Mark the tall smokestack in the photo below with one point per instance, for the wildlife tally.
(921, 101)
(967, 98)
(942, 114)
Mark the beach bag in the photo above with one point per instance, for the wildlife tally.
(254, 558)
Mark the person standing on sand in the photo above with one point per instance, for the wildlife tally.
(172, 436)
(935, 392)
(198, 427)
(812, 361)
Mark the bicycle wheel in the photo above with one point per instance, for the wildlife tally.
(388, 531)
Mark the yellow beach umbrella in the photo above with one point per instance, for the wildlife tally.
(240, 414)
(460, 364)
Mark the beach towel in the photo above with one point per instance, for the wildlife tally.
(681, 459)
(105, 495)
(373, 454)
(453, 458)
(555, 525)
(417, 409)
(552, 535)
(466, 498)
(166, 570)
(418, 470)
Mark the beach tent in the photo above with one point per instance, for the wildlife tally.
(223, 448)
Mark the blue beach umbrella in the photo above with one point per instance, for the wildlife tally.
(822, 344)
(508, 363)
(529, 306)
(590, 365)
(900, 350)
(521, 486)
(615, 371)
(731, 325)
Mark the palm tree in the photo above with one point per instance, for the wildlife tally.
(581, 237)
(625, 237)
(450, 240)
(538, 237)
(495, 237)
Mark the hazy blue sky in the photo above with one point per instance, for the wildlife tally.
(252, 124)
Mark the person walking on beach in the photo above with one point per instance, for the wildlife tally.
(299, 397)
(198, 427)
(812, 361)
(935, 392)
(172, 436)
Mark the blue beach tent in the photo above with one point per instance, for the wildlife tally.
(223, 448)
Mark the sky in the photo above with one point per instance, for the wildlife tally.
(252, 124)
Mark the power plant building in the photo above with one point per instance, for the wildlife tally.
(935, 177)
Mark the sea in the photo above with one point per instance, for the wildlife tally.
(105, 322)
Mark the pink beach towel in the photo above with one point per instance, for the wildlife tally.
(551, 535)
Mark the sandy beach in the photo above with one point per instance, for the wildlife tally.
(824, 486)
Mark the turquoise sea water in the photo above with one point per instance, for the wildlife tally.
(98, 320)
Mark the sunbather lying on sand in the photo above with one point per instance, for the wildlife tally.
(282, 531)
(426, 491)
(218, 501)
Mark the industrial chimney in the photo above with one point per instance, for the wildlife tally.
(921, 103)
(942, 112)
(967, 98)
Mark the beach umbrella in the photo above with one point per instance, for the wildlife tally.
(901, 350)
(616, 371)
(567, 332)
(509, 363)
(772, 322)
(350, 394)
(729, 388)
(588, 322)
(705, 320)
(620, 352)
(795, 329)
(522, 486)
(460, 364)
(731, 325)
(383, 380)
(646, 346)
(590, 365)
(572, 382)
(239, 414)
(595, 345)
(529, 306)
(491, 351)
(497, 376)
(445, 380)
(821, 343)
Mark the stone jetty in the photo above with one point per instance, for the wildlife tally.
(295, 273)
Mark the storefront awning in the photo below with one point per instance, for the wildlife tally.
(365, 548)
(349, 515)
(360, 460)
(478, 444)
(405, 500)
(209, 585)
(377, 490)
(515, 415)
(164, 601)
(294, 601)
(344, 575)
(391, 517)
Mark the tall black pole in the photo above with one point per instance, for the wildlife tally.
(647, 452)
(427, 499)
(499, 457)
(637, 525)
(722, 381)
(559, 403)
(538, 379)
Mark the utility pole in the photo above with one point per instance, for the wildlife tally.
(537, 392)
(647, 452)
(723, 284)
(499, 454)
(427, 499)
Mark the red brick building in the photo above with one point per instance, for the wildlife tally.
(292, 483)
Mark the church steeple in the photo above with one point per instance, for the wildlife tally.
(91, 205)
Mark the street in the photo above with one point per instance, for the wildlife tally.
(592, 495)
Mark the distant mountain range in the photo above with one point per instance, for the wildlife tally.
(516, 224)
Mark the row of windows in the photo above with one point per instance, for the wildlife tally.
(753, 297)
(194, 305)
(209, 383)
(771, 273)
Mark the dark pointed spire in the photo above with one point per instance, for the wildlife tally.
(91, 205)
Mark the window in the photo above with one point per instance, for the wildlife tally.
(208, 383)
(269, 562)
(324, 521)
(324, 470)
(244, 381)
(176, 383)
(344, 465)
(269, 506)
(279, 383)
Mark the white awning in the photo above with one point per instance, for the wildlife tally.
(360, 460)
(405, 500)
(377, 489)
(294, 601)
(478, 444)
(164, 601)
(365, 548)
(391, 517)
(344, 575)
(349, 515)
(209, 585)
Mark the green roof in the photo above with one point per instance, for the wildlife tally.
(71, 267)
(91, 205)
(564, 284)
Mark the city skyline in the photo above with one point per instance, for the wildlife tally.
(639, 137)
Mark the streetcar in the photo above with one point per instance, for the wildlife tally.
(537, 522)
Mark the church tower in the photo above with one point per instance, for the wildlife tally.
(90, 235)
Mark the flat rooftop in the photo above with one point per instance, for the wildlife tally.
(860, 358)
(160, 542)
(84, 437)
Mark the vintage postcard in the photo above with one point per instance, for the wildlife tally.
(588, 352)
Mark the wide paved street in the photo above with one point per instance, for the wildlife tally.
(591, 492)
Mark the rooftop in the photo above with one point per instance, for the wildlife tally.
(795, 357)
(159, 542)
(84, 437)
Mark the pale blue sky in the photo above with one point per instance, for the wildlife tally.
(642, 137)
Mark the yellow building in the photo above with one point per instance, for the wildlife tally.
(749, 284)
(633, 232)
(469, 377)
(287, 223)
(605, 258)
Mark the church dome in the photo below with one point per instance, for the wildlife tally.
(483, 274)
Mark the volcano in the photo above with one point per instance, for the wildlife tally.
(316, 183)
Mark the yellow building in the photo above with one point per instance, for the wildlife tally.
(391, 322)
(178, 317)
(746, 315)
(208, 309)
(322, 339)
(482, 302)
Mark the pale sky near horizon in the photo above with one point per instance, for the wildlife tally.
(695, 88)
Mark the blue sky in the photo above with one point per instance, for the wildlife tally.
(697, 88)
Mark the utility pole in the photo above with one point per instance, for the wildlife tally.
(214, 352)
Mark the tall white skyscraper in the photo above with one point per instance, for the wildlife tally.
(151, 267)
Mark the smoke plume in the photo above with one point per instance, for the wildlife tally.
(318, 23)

**What you will do:** Exact output of every entry is required.

**Written solution:**
Mark the tall smokestack in the photo below with one point per instance, for the wildlife tally.
(921, 101)
(967, 98)
(942, 114)
Mark the beach bag in the photo above with one point per instance, for the wildlife tally.
(254, 558)
Mark the person standing on sand in the photo above with one point per instance, for the wildlife tally.
(172, 436)
(935, 392)
(198, 427)
(812, 361)
Mark the bicycle wheel in the photo above with one point per instance, for the wildlife tally.
(388, 531)
Mark the yellow beach umbrella in the photo above with one point per instance, for the wildlife tally.
(240, 414)
(460, 364)
Mark the beach towel in the photo above with one point per instance, for the wildlife tally.
(681, 459)
(105, 495)
(373, 454)
(453, 458)
(555, 525)
(417, 409)
(552, 535)
(466, 498)
(166, 570)
(418, 470)
Mark the beach tent in the photo above with one point per instance, for the wildlife tally.
(223, 448)
Mark the blue beach umbrella in the photo above with one point per instance, for the wildlife tally.
(822, 344)
(508, 363)
(529, 306)
(590, 365)
(900, 350)
(521, 486)
(615, 371)
(731, 325)
Mark the palm tree in the photo above with one point per instance, for the wildlife tally.
(581, 237)
(625, 237)
(450, 240)
(538, 237)
(495, 237)
Mark the hazy blue sky in the photo above with one point per instance, for the wildlife tally.
(252, 124)
Mark the person walking on beach in the photo above with one point per instance, for the wildlife tally.
(299, 397)
(198, 427)
(812, 361)
(935, 392)
(172, 436)
Mark the blue beach tent in the photo above with one point per instance, for the wildlife tally.
(223, 448)
Mark the sky in the photo above with one point per instance, for the wildlife tally.
(252, 124)
Mark the power plant building in the photo above with one point per instance, for the wildlife tally.
(935, 177)
Mark the sea in the photo above with one point per instance, for the wildlife tally.
(105, 322)
Mark the pink beach towel in the photo above with one point per instance, for the wildlife tally.
(551, 535)
Mark the sandy beach in the photo above with one point per instance, for the wildlife tally.
(824, 486)
Mark the turquoise sea water in the photo above with one point per instance, for the wildlife tally.
(98, 320)
Mark the sunbather lying on sand in the photo above with one point per instance, for the wildlife tally.
(282, 531)
(426, 491)
(218, 501)
Mark the industrial chimney in the photo above with one point per instance, for the wildlife tally.
(921, 103)
(942, 112)
(967, 98)
Mark the beach umbrella in the photo above with one point per instance, for the wildlife tally.
(901, 350)
(616, 371)
(567, 332)
(509, 363)
(772, 322)
(350, 394)
(729, 388)
(588, 322)
(705, 320)
(620, 352)
(795, 329)
(522, 486)
(460, 364)
(731, 325)
(383, 380)
(646, 346)
(590, 365)
(572, 382)
(239, 414)
(595, 345)
(529, 306)
(491, 351)
(497, 376)
(445, 380)
(821, 343)
Mark the stone jetty in the photo above with one point per instance, for the wildlife tally.
(295, 273)
Mark the storefront awning in the photo below with one point per instance, for the wildlife tally.
(365, 548)
(349, 515)
(360, 460)
(478, 444)
(405, 500)
(209, 585)
(377, 490)
(515, 415)
(164, 601)
(294, 601)
(344, 575)
(391, 517)
Mark the tall black pole in the photo above with one point per instance, for the wildlife tally.
(647, 452)
(427, 499)
(499, 457)
(637, 525)
(722, 381)
(559, 403)
(538, 379)
Mark the utility pole in the photo above with one point per instance, for the wildlife tally.
(537, 392)
(647, 452)
(723, 284)
(499, 454)
(427, 499)
Mark the red brick building in the photo above with one point per instance, for the wildlife tally.
(292, 483)
Mark the church steeple in the photo above with one point per instance, for the wildlife tally.
(91, 205)
Mark the street in the photo above with one point per instance, for the wildlife tally.
(592, 495)
Mark the distant mountain range in the photo above with one point per instance, for the wildlife tally.
(516, 224)
Mark the row of windows in the photo above with one point per instance, for the wildlife tally.
(753, 297)
(194, 305)
(209, 383)
(771, 273)
Mark the dark pointed spire in the photo above with one point per instance, for the wildlife tally.
(91, 205)
Mark the window in the photo above with one point per instance, for the wildlife tally.
(208, 383)
(269, 562)
(324, 521)
(324, 470)
(244, 381)
(176, 383)
(344, 465)
(269, 506)
(279, 383)
Mark the white awning in the photo above with one point per instance, for the wildlife tally.
(360, 460)
(405, 500)
(377, 489)
(294, 601)
(478, 444)
(164, 601)
(365, 548)
(391, 517)
(344, 575)
(349, 515)
(209, 585)
Mark the green roof in the photo above with one point per instance, for the wildlife tally.
(71, 267)
(91, 205)
(564, 284)
Mark the city skyline in the photo above with one point per instance, for the wildlife tally.
(639, 137)
Mark the streetcar in the photo above with one point per instance, for the wildlife tally.
(537, 522)
Mark the church tower in the photo above with one point per instance, for the wildlife tally.
(90, 235)
Mark the flat rooftop in the photo above with one point per instance, for the wildlife tally.
(860, 358)
(160, 542)
(84, 437)
Mark the vintage postcard in the photo above with one point per instance, for the wildlife tally.
(588, 352)
Mark the wide paved street in the photo above with one point per instance, for the wildlife tally.
(591, 492)
Mark the rooftop in the photo above with one point per instance, for the wildlife tally.
(795, 357)
(159, 542)
(84, 437)
Mark the pale blue sky in the photo above with one point per instance, for the wildlife tally.
(642, 137)
Mark the yellow building in the photo above with one point per instance, for the wildlife tally.
(749, 284)
(633, 232)
(469, 377)
(287, 223)
(605, 258)
Mark the church dome in the photo below with one point per instance, for the wildlife tally.
(483, 274)
Mark the volcano in the photo above with one point per instance, for the wildlife tally.
(316, 183)
Mark the yellow building in the photo above with one point per instance, for the wildlife tally.
(391, 322)
(178, 317)
(746, 315)
(208, 309)
(322, 339)
(482, 302)
Mark the pale sky near horizon in the photo above with one point per instance, for the wildlife tally.
(695, 88)
Mark the blue sky in the photo above with one point per instance, for the wildlife tally.
(697, 88)
Mark the utility pole in the photo above with one point per instance, for the wildlife tally.
(214, 352)
Mark the tall white skyscraper in the photo above with one point per instance, for the wildlife tally.
(151, 267)
Mark the smoke plume in the photo above with one point per instance, for the wildlife tally.
(318, 23)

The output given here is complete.